[Begin Document segment]

Daugherty v. Ward
Citation | 215 N.W. 526,240 Mich. 501 |
Decision Date | 03 October 1927 |
Docket Number | No. 82.,82. |
Parties | DAUGHERTY et al. v. WARD. |
Court | Supreme Court of Michigan |
OPINION TEXT STARTS HERE
Appeal from Circuit Court, Wayne County, in Chancery; Clarence M. Brown, Judge.
Bill by J. A. Daugherty and others against William P. Ward. Decree for plaintiffs, and defendant appeals. Reversed, and bill dismissed.
Argued before the Entire Bench, except CLARK, J.Leo J. Ward, of Detroit (John C. Coots, of Detroit, of counsel), for appellant.
Emmons, Klein, Ferris & Cook, of Detroit (Joseph H. Clark, of Detroit, of counsel), for appellees.
The plaintiffs herein are seeking an injunction to prevent the defendant from constructing and operating a coal yard on lot 112 of the addition to Dailey Park subdivision, in the city of Detroit. The addition contains 506 lots, and is pretty well improved. The land underlying this addition was owned by the Grand River Land Company and by Charles W. Muntz and his wife, Anna Muntz. They joined forces in platting the addition. After it was platted, each party took his respective share of the subdivision. The Grand River Land Company took lots numbered 1 to 296, both inclusive, and Muntz and his wife took lots 297 to 506. There are no restrictions on the plat, but most of the lots on the addition have been sold with the following restriction:
The lot involved in this controversy is clear to the southern end of the addition, and is numbered 112. This lot was sold by the Grand River Land Company without restrictions of any kind. The Grand River Land Company was advised in advance of sale what the defendant was buying it for, that he intended to carry on a coal yard.

[End Document segment]
[Begin Given entries]

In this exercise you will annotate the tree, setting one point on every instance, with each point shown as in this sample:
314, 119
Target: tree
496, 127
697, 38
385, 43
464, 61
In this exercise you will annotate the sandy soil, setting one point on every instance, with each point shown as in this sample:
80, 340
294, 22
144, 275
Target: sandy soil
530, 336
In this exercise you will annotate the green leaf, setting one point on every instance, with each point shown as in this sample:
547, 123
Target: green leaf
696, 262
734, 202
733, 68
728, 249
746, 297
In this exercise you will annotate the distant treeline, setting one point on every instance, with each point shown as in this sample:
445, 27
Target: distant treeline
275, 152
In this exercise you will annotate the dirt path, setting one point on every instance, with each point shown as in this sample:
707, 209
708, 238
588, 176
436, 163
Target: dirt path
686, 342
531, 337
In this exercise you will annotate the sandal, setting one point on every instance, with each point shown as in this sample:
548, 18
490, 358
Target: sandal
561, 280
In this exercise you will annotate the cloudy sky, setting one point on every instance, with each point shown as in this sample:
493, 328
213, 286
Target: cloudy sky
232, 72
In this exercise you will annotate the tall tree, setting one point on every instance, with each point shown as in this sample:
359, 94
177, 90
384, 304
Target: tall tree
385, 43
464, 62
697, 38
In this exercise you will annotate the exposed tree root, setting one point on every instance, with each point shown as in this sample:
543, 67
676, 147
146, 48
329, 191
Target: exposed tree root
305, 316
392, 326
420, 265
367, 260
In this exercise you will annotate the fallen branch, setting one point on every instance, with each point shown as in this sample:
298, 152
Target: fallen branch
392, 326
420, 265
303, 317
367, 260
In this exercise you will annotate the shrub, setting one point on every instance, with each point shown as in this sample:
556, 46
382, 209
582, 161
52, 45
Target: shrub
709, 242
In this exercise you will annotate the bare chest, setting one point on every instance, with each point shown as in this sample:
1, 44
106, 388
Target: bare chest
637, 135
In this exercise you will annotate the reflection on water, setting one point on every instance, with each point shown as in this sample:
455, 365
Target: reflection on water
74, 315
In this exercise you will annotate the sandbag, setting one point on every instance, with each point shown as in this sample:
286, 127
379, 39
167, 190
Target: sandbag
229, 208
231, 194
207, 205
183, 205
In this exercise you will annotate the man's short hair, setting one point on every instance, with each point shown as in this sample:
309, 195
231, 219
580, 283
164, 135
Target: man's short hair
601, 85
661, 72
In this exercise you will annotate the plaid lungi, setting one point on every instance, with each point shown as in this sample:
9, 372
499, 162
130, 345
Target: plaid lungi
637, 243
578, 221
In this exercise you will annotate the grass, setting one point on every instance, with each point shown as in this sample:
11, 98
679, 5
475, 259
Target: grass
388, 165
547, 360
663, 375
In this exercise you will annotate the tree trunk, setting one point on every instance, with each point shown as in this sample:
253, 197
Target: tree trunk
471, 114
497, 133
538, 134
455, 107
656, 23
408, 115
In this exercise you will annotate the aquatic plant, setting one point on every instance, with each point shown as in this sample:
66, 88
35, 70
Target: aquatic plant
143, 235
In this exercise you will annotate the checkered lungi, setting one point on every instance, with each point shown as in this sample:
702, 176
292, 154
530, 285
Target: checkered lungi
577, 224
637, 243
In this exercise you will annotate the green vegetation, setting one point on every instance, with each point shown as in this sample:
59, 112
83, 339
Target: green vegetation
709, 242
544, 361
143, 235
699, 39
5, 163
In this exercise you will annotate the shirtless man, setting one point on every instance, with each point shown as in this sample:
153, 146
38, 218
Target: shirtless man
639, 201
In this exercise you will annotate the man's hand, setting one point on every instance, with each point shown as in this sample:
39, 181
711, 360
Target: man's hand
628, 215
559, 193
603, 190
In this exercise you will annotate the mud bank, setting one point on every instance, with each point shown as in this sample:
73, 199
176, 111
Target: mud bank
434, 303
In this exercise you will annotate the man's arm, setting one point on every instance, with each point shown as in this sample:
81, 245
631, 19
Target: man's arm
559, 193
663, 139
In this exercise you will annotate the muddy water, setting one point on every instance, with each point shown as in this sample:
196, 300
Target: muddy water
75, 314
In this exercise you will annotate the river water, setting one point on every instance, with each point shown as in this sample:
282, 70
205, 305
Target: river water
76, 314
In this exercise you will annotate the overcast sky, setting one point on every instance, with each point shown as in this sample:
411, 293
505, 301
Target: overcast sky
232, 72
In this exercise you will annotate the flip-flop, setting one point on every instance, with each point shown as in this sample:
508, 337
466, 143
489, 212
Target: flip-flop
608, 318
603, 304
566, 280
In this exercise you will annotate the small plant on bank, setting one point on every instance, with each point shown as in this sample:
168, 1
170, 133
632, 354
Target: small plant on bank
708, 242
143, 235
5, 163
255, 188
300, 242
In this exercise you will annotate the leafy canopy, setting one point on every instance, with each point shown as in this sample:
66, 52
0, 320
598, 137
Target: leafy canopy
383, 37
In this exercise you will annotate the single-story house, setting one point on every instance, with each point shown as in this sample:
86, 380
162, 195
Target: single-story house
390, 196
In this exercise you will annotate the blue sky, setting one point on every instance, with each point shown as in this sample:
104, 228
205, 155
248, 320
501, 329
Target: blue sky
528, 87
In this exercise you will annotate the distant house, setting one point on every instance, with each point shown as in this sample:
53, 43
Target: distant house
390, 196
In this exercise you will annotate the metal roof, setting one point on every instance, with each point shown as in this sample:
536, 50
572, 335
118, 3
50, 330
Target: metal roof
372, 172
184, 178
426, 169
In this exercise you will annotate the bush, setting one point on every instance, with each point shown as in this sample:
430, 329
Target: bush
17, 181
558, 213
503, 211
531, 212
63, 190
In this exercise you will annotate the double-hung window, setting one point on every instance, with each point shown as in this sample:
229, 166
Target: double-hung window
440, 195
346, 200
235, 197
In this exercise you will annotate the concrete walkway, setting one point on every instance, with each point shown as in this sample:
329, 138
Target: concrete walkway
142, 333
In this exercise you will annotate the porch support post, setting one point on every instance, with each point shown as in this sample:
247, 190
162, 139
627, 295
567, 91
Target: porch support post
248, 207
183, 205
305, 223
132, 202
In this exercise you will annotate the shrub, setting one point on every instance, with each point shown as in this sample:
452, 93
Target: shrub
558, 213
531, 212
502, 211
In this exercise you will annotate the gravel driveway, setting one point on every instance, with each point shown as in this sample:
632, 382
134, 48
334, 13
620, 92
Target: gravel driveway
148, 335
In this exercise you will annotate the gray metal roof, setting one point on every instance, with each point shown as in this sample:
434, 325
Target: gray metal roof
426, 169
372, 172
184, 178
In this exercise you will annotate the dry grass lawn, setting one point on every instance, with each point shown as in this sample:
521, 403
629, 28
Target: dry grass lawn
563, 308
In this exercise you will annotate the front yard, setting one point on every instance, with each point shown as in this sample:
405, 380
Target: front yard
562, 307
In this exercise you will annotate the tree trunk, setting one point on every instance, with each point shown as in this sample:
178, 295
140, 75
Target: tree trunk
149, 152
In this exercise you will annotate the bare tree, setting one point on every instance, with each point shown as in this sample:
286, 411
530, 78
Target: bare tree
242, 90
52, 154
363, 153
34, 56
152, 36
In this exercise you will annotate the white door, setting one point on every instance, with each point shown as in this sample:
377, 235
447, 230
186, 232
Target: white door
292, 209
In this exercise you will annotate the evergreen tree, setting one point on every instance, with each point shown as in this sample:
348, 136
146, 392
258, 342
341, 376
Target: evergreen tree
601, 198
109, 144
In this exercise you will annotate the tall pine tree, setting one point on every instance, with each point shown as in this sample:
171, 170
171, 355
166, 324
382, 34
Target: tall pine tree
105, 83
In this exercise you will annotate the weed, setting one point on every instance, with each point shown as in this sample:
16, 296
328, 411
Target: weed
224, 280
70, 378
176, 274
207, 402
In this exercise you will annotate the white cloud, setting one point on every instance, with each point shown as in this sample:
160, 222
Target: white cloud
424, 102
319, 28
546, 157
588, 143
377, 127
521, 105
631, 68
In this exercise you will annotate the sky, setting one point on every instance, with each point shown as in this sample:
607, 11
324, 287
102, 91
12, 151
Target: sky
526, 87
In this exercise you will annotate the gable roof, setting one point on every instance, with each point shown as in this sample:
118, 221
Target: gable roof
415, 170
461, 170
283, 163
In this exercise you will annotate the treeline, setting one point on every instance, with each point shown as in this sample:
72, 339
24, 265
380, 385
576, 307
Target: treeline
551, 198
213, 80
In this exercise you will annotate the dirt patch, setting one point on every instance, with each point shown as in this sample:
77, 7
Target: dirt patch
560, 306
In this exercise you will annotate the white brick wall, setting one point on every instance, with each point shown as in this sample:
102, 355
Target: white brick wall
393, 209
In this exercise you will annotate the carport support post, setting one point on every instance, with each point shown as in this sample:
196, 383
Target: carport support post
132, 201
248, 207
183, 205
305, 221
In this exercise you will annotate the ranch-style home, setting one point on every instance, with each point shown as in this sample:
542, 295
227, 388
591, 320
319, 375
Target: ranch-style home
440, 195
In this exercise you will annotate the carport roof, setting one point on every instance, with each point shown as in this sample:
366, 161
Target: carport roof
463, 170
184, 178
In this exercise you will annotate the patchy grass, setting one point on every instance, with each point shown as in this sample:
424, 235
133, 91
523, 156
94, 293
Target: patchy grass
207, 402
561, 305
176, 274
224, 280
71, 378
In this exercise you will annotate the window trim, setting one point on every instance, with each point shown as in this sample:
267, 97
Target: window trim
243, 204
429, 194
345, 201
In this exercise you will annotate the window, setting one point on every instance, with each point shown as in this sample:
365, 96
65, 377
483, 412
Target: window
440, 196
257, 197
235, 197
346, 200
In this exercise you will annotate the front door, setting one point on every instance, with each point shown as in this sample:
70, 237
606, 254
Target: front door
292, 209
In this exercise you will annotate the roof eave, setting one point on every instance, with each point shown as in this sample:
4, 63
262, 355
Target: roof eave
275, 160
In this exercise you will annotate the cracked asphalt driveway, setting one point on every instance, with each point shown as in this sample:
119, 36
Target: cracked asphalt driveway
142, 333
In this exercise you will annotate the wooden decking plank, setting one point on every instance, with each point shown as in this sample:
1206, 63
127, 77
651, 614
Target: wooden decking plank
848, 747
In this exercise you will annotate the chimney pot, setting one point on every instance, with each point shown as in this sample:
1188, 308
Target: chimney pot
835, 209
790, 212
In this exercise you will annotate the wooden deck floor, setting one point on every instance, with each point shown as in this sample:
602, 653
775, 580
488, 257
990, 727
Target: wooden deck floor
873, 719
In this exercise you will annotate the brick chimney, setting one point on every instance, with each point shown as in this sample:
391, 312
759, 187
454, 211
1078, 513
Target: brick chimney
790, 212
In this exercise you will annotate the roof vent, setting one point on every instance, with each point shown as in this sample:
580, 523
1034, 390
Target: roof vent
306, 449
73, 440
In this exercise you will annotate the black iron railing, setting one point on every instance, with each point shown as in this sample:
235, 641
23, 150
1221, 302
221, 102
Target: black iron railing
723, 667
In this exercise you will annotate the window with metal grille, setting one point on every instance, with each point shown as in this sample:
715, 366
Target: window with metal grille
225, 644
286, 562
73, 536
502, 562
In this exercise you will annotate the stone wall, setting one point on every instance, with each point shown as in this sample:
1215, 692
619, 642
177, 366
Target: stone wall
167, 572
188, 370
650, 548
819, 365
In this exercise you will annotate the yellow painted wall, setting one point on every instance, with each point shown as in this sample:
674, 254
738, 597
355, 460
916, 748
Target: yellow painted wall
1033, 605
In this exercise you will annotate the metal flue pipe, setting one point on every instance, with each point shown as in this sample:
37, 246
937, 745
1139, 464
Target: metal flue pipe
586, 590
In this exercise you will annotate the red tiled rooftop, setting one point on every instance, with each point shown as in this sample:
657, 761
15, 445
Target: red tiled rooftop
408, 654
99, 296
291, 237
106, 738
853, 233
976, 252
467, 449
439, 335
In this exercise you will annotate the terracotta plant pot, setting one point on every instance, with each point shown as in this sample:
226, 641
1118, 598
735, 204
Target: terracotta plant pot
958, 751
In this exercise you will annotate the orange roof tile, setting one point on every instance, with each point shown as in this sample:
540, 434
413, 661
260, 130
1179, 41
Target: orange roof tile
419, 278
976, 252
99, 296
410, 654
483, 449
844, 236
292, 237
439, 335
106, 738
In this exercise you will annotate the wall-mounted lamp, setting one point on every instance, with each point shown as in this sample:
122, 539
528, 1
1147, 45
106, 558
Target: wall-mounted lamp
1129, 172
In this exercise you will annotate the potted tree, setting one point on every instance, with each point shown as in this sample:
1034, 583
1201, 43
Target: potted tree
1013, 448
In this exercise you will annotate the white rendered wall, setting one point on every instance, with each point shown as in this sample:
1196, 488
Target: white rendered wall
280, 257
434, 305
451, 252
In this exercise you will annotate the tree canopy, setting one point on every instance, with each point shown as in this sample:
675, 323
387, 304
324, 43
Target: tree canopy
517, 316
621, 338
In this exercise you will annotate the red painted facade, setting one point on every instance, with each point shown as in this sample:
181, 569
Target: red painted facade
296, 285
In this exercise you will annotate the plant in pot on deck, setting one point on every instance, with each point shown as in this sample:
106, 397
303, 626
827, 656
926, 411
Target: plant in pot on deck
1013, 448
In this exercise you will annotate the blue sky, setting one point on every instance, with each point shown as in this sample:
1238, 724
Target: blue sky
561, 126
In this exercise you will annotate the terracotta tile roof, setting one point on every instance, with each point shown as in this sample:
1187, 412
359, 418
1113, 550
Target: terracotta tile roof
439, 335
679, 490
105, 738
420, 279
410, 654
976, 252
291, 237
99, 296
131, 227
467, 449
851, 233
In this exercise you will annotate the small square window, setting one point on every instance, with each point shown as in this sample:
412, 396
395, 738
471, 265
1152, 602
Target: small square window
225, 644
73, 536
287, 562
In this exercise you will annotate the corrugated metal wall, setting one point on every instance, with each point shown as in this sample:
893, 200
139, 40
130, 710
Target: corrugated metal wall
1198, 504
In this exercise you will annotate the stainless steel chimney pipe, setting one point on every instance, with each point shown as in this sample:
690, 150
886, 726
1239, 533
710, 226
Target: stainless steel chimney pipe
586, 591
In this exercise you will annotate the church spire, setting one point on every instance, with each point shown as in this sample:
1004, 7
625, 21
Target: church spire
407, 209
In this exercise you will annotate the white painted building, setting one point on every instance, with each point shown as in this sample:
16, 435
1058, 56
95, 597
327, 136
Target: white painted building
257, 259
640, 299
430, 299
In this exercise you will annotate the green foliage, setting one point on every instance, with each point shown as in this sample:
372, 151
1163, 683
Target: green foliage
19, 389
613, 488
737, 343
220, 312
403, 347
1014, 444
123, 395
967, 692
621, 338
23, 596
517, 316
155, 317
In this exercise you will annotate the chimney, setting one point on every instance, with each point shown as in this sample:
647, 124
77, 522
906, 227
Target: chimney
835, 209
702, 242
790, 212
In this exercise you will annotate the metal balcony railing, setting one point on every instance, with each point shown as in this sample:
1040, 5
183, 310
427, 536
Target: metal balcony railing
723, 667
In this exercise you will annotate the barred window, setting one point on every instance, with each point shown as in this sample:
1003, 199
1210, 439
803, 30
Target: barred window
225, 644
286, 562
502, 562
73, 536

[End Given entries]

Exercise instructions —
a) List each lawyer and law firm the Daugherty v. Ward opinion names as counsel, and say which side each represented.
b) Reproduce the stretch of the Daugherty v. Ward opinion from "Bill by J. A." through "counsel), for appellees.", putting "full court" in place of "Entire Bench".
c) Continue the Daugherty v. Ward court opinion, starting after its final sentence.

Answers per task —
a)
- Leo J. Ward, of Detroit: for the appellant (defendant William P. Ward)
- John C. Coots, of Detroit, of counsel: for the appellant
- Emmons, Klein, Ferris & Cook, of Detroit: for the appellees (the plaintiffs)
- Joseph H. Clark, of Detroit, of counsel: for the appellees

b)
Bill by J. A. Daugherty and others against William P. Ward. Decree for plaintiffs, and defendant appeals. Reversed, and bill dismissed.
Argued before the full court, except CLARK, J.Leo J. Ward, of Detroit (John C. Coots, of Detroit, of counsel), for appellant.
Emmons, Klein, Ferris & Cook, of Detroit (Joseph H. Clark, of Detroit, of counsel), for appellees.

c)
(1) Plaintiffs, who live in the vicinity, object to this use and instituted this suit to enjoin it. The position of counsel for plaintiffs is that while there are no restrictions on the plat, the subdividers, ‘having derived definite pecuniary benefits from the restrictive covenants by way of building restrictions originally imposed upon all of the lots in the subdivision, are estopped from conveying lot 112 free from restrictions, and that the defendant, as the successor in title of the Grand River Land Company, is also estopped from operating any business on lot 112, which would constitute an infringement or violation of the general plan of restrictions imposed upon all of the lots in said subdivision,’ citing Allen v. Detroit, 167 Mich. 467, ...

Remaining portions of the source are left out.